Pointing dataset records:
* * * * * * *

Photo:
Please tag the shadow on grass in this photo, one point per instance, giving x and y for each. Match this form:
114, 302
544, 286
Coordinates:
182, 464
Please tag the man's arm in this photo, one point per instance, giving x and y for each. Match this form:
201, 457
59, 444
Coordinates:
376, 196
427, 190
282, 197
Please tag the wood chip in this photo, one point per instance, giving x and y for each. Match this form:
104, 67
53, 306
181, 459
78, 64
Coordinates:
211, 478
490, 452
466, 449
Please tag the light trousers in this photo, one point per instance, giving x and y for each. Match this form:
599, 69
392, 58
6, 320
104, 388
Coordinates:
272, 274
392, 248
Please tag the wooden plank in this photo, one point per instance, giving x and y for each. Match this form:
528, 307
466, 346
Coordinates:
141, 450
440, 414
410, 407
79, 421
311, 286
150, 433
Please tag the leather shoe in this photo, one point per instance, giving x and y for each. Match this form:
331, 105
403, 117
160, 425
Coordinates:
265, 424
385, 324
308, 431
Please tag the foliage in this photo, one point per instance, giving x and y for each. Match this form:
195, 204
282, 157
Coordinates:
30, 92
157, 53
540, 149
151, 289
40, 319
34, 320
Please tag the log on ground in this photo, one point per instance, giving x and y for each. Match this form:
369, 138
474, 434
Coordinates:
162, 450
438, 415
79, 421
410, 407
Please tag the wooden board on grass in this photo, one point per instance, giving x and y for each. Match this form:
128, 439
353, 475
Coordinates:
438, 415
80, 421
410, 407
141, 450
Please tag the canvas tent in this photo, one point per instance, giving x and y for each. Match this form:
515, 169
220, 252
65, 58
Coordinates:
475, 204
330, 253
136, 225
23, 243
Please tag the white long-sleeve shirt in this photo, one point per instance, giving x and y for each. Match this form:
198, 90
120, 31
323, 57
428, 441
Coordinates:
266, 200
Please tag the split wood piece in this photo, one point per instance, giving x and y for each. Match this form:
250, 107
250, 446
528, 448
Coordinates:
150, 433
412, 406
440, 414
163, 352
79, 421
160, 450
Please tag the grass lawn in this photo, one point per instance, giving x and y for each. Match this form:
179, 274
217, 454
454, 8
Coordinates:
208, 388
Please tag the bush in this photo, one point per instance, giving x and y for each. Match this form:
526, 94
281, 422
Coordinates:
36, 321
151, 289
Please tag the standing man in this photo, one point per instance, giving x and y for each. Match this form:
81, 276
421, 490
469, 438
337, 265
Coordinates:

* * * * * * *

Go through the data and return every record exactly.

Exercise solution:
Photo:
Please tag the shadow on grass in this photo, one point per instance, giving x and y for each. Match this form:
114, 302
544, 286
Coordinates:
182, 464
Please tag the man's arm in this photo, one point per instance, giving x and y for each. Match this form:
201, 457
59, 444
Coordinates:
376, 196
427, 190
282, 197
Please tag the wood chip in this photo, one point per instance, giving x and y for each. Match this form:
104, 67
53, 306
181, 459
78, 64
Coordinates:
211, 478
490, 452
466, 449
Please tag the light trousers in this photo, one point per instance, giving x and y for each. Match this form:
599, 69
392, 58
6, 320
104, 388
Coordinates:
272, 274
392, 248
Please tag the wooden plank in this photo, one point per instance, giving x and y for each. Match this form:
528, 307
466, 346
Coordinates:
141, 450
440, 414
410, 407
79, 421
311, 286
150, 433
Please tag the leather shoe in this photo, one point per instance, giving x and y for each. Match this form:
331, 105
403, 117
160, 425
Coordinates:
265, 424
385, 324
308, 431
Please tag the foliage in this photo, one point per instance, giving x and y for each. Match this form:
195, 204
282, 157
Coordinates:
30, 92
157, 53
540, 149
151, 289
40, 319
34, 320
Please tag the log on ground in this photo, one point per instance, giving x and y for each. Match this form:
369, 138
474, 434
Coordinates:
162, 450
438, 415
79, 421
410, 407
Please tag the wooden board on grass in this photo, one point per instance, giving x and y for each. Match this form:
128, 439
353, 475
Coordinates:
438, 415
80, 421
410, 407
141, 450
Please tag the canvas tent in this photo, one point per instance, giving x and y for each. Match this form:
515, 169
220, 252
65, 58
Coordinates:
475, 204
330, 253
136, 225
23, 243
Please tag the white long-sleeve shirt in this photo, one point per instance, giving x and y for each. Match this form:
198, 90
120, 31
323, 57
428, 441
Coordinates:
266, 200
Please tag the split wood piece in this photo, one point per instance, giving x and y for each. Match this form:
250, 107
250, 446
528, 448
Coordinates:
150, 433
412, 406
440, 414
163, 352
79, 421
160, 450
Please tag the grass lawn in this photo, one point per instance, giving x and y for each. Match this form:
179, 274
217, 454
454, 8
Coordinates:
208, 388
Please tag the bush in this photo, one point per instance, giving x and y for each. Match this form:
526, 94
281, 422
Coordinates:
36, 321
151, 289
Please tag the standing man in this photo, one point per instance, giving x and y for each. Match this form:
81, 276
421, 490
469, 438
337, 265
Coordinates:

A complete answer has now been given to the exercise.